_WHAT YOU NEED TO DO_. Copy the lines of the records word for word, starting at the very beginning and stopping after the line containing "x=254 y=252".

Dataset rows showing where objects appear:

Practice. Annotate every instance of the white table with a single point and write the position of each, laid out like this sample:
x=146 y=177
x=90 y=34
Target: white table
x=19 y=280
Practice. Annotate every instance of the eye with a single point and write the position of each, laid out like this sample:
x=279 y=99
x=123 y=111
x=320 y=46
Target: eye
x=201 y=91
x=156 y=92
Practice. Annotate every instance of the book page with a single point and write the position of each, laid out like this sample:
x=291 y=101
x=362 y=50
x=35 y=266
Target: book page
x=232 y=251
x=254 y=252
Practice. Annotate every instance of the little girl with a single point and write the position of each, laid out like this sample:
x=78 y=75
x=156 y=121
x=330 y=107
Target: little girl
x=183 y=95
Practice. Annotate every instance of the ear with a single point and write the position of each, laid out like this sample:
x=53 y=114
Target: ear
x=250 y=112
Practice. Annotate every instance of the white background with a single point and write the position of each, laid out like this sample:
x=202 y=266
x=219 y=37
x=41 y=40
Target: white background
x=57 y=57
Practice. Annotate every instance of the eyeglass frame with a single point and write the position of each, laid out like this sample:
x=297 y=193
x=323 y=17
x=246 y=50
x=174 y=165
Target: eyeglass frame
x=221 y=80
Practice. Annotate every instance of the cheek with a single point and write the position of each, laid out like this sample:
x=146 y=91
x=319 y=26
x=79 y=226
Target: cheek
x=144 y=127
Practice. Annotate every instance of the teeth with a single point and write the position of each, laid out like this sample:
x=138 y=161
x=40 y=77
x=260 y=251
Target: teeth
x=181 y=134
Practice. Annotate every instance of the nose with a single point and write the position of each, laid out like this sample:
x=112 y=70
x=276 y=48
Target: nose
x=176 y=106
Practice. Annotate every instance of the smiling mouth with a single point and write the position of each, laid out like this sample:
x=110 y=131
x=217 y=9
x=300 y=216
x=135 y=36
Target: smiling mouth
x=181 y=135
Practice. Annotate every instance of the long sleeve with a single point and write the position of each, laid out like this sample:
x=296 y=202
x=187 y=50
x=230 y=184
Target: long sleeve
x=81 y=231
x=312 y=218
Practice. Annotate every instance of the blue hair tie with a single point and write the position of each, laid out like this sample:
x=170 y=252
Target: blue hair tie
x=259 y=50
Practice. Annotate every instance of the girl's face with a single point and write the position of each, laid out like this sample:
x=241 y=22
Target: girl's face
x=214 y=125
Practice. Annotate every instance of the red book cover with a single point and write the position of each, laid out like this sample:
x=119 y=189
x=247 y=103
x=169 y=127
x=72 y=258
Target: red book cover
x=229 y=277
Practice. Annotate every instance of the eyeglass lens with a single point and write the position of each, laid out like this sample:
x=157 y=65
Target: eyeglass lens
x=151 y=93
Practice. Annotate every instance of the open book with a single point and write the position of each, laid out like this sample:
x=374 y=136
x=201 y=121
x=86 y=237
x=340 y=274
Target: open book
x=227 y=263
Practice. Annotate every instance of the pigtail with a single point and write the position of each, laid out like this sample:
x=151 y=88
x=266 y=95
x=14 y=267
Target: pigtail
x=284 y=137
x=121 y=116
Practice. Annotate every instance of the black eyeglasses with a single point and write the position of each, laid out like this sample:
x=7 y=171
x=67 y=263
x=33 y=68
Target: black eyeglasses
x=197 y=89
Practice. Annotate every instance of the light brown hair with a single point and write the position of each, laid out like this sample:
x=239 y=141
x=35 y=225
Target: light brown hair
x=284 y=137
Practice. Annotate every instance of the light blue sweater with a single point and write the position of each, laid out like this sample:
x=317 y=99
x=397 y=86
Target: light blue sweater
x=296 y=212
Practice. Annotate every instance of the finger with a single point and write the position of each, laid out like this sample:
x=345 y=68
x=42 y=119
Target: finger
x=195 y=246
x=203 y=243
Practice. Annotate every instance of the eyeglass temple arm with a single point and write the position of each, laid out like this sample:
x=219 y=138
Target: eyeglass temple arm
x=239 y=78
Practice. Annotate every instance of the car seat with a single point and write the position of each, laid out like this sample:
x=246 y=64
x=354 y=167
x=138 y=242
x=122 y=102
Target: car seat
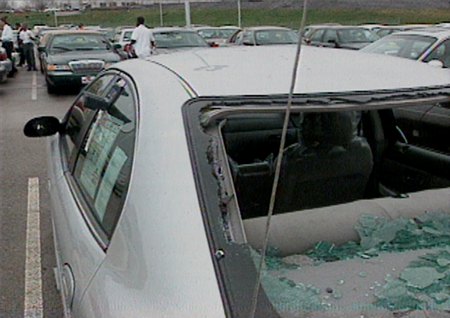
x=329 y=165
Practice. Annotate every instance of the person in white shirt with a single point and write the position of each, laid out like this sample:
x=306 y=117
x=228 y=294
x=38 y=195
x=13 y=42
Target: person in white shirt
x=142 y=39
x=28 y=46
x=7 y=42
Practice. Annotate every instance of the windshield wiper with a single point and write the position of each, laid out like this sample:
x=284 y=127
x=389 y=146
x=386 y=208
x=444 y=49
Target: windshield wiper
x=63 y=48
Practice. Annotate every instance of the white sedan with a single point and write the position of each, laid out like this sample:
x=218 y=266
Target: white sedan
x=161 y=177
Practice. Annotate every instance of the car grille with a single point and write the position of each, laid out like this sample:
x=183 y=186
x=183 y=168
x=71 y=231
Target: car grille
x=84 y=66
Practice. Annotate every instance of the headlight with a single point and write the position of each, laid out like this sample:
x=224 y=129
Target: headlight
x=58 y=67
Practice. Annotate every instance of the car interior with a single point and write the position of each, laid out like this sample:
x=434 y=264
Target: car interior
x=336 y=168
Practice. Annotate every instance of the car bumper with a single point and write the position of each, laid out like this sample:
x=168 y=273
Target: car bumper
x=69 y=78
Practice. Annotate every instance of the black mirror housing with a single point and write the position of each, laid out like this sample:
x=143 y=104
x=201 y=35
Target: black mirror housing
x=42 y=127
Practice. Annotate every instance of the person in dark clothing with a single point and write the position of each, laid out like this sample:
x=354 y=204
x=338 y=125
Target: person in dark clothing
x=7 y=42
x=28 y=46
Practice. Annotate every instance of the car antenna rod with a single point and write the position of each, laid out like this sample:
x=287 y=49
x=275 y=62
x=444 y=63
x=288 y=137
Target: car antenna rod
x=278 y=164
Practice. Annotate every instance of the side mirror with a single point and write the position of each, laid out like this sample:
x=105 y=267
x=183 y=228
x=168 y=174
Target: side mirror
x=42 y=127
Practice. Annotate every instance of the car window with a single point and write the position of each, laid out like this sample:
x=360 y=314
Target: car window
x=102 y=170
x=330 y=36
x=77 y=118
x=440 y=53
x=71 y=42
x=317 y=35
x=407 y=46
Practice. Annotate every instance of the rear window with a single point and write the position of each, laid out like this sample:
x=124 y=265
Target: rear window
x=407 y=46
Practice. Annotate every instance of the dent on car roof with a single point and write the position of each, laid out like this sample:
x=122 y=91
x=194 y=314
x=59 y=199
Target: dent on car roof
x=250 y=71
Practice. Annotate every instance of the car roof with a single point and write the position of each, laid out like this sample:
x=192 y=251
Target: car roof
x=268 y=70
x=173 y=29
x=265 y=27
x=58 y=32
x=339 y=27
x=437 y=32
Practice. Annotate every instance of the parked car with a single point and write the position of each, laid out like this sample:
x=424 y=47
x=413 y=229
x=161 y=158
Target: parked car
x=263 y=35
x=123 y=37
x=160 y=188
x=426 y=45
x=217 y=36
x=5 y=65
x=74 y=57
x=389 y=29
x=343 y=37
x=172 y=38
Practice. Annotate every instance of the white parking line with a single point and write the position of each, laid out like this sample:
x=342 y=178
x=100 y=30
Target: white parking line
x=33 y=307
x=34 y=87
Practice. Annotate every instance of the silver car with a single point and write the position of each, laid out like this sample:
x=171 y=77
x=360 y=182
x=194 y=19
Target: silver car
x=430 y=44
x=161 y=178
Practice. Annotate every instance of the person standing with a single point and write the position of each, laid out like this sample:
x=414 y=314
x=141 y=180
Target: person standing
x=28 y=47
x=7 y=42
x=20 y=45
x=142 y=39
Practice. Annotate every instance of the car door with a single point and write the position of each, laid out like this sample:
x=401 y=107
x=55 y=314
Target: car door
x=89 y=179
x=410 y=165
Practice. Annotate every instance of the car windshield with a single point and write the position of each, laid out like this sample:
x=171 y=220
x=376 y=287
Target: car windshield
x=265 y=37
x=407 y=46
x=178 y=39
x=215 y=33
x=357 y=35
x=78 y=42
x=127 y=35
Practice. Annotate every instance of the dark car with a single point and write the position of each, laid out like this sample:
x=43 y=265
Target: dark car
x=343 y=37
x=263 y=35
x=75 y=57
x=176 y=38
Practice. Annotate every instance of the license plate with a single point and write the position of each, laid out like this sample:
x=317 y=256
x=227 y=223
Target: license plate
x=87 y=79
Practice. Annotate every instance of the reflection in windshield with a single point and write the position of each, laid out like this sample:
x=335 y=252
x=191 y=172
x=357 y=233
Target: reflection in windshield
x=78 y=42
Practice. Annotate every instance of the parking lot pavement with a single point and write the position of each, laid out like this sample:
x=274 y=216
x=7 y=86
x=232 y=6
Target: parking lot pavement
x=27 y=284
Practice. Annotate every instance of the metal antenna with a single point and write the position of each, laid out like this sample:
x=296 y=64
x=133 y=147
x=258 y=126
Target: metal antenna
x=278 y=164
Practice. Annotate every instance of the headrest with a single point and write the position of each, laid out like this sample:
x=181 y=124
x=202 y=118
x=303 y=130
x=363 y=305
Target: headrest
x=327 y=129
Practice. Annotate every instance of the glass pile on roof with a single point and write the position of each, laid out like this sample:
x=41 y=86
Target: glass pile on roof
x=369 y=274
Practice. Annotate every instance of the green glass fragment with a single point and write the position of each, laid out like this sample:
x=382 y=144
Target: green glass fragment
x=420 y=277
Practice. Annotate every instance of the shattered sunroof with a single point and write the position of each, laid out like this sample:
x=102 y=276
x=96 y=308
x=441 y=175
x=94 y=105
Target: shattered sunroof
x=398 y=264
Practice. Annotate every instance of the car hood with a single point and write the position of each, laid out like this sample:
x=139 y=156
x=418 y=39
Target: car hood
x=66 y=57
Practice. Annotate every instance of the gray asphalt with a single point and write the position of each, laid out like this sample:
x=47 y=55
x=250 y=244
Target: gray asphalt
x=22 y=158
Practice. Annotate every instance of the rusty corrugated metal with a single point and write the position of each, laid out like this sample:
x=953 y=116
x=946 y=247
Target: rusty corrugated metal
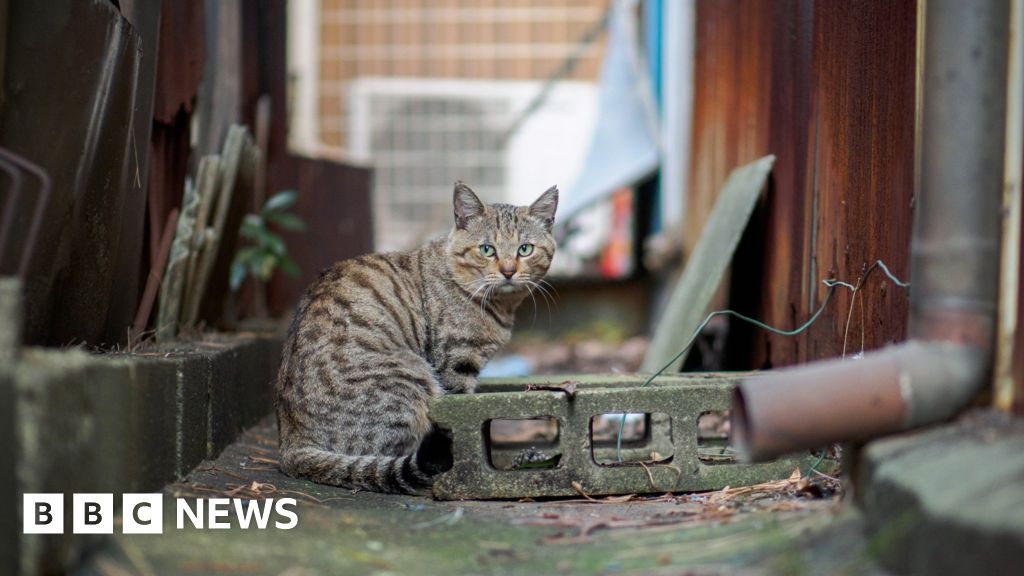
x=179 y=71
x=73 y=99
x=829 y=88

_EXERCISE OUTPUT_.
Practice. Annotate every instance of the white table with a single point and write the position of each, laid out like this sample:
x=146 y=177
x=90 y=34
Target: white table
x=19 y=280
Practice. Annotate every instance of the eye with a single point and write the position of each, laid out like this sample:
x=279 y=99
x=123 y=111
x=320 y=46
Target: eye
x=201 y=91
x=156 y=92
Practice. Annotate every instance of the book page with a single point and write the position of each, laid out like this sample:
x=291 y=101
x=362 y=50
x=35 y=266
Target: book page
x=232 y=251
x=254 y=252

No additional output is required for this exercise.